O QUE SE PEDE:
(a) Diga se cada afirmação concorda com o texto sobre o estudo da História, respondendo sim ou não e citando as palavras do texto que decidem a questão: (i) A História vai nos dar todas as respostas. (ii) As ideias sociais são construídas ao longo do tempo. (iii) A história estudada na escola serve apenas para passar nas provas vestibulares.
(b) Segundo o texto sobre o estudo da História, o que a história estudada na escola oferece que o jornal das 7 não consegue dar?
(c) Dê continuidade ao texto sobre o estudo da História a partir do ponto em que ele termina.
----- TEXTO EXTRAÍDO -----
Como chegamos até aqui? Porque existe racismo? Porque existe machismo, homofobia e feminicídios? Porque existem ricos e pobres, conflitos, guerras e eleições? Será que a vida das pessoas sobre a Terra sempre foi do modo como é hoje? Quem inventou essas coisas todas nas quais acreditamos ou às quais apenas ouvimos falar? Eis que o estudo da História pode nos ajudar. Ela não vai nos dar todas as respostas, mas pode, ao menos, nos ajudar a compreender melhor o comportamento humano, afinal de contas, nossas ações do mundo são informadas e formadas com base em ideias sociais que são históricas, isso é, ideias que são construídas ao longo do tempo e que são sempre marcadas por contextos.
A história que estudamos na escola não serve simplesmente e apenas para passar nas provas vestibulares, para concluir e ganhar um diploma do Ensino Fundamental, para realizar a prova do Enem e tentar um futuro em uma universidade brasileira. A história que estudamos na escola amplia o mundo no qual vivemos, dá sentido a ele, oferece outros sentidos que as notícias ou o jornal das 7 não consegue dar. E isso é fundamental para criarmos futuros que não estão previstos por este presente tão difícil em que vivemos.
----- MATERIAL FORNECIDO -----
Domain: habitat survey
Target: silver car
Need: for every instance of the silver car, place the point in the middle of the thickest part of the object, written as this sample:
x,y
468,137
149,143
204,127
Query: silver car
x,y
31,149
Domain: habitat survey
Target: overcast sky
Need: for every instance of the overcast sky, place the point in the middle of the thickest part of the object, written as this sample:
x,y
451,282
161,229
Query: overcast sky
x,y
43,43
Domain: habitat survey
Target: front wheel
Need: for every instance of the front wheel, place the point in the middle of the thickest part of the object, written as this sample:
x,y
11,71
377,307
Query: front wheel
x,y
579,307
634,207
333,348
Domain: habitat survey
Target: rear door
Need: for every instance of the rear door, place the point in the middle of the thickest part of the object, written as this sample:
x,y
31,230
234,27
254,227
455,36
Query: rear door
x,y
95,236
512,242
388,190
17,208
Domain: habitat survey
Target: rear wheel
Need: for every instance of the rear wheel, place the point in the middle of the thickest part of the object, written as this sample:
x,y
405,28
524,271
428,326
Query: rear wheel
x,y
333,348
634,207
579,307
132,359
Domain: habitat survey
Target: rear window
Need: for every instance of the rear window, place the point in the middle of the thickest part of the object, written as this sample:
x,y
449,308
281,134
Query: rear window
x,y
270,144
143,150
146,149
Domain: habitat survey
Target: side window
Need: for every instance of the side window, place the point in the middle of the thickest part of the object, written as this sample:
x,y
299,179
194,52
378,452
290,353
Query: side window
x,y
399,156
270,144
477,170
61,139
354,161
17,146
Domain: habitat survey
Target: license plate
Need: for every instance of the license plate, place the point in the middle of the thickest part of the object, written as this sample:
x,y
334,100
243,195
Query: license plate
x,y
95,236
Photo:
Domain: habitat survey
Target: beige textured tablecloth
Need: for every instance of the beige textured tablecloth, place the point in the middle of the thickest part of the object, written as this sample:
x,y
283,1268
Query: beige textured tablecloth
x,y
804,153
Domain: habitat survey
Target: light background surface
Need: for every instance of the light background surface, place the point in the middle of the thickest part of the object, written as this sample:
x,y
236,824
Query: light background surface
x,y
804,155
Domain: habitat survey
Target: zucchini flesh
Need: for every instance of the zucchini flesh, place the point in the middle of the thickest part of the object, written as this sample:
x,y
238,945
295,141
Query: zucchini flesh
-----
RESPOSTAS:
(a)
(i) Não: "Ela não vai nos dar todas as respostas".
(ii) Sim: "ideias que são construídas ao longo do tempo".
(iii) Não: "não serve simplesmente e apenas para passar nas provas vestibulares".

(b) Outros sentidos.

(c)
Um jovem e uma criança têm muitas perguntas sobre si mesmos e sobre o seu mundo. Perguntas difíceis de serem respondidas apenas pela família, pelo grupo religioso, pelos colegas e amigos. Pois, são perguntas que exigem um estudo das relações que as pessoas estabeleceram entre elas e com a natureza através do tempo. São curiosidades que existem para ampliar a vida dos jovens, para fazer com que eles possam resolver com mais facilidade os problemas que se apresentam em suas vidas.
Por que me fizeram acreditar que a pobreza é um dado da natureza? Por que não pode existir um mundo onde a pobreza nem a riqueza existam? Por que muitos homens se acham donos das mulheres? Por que conto piadas racistas? Como aprendi a debochar do Brasil e chamar os brasileiros de malandros? Todas essas perguntas permitem ao jovem conhecer um pouco mais sobre si mesmo e sobre o seu mundo. Esse conhecimento é vital, pois sem ele, o jovem poderá ser a mesma pessoa, com os mesmos comportamentos, até o fim de sua vida.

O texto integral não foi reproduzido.